### Brief
Return every line of the items below word for word, from the line containing "shape [[558, 321]]." down to the line containing "[[220, 297]]", with both of those lines included.

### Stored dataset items
# # # # #

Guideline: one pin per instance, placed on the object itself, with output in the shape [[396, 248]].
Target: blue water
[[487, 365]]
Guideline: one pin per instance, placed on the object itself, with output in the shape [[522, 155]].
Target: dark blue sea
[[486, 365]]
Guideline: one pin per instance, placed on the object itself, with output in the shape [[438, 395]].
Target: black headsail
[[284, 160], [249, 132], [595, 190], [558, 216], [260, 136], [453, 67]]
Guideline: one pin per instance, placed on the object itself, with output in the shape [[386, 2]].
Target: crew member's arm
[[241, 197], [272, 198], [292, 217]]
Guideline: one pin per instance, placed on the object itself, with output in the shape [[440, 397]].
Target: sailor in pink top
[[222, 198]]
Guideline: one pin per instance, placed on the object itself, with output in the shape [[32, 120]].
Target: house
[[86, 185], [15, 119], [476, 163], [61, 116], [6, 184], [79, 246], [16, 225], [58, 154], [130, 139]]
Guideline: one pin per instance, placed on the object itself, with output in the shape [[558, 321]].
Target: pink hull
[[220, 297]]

# # # # #

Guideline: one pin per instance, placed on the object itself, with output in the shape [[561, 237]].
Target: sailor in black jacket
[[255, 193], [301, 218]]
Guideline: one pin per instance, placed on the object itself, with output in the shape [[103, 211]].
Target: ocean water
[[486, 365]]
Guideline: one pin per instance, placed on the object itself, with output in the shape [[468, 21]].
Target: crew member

# # # # #

### Solution for this exercise
Guideline: one pin per instance, placed on the object itself, with output in the shape [[558, 321]].
Target: pink hull
[[220, 297]]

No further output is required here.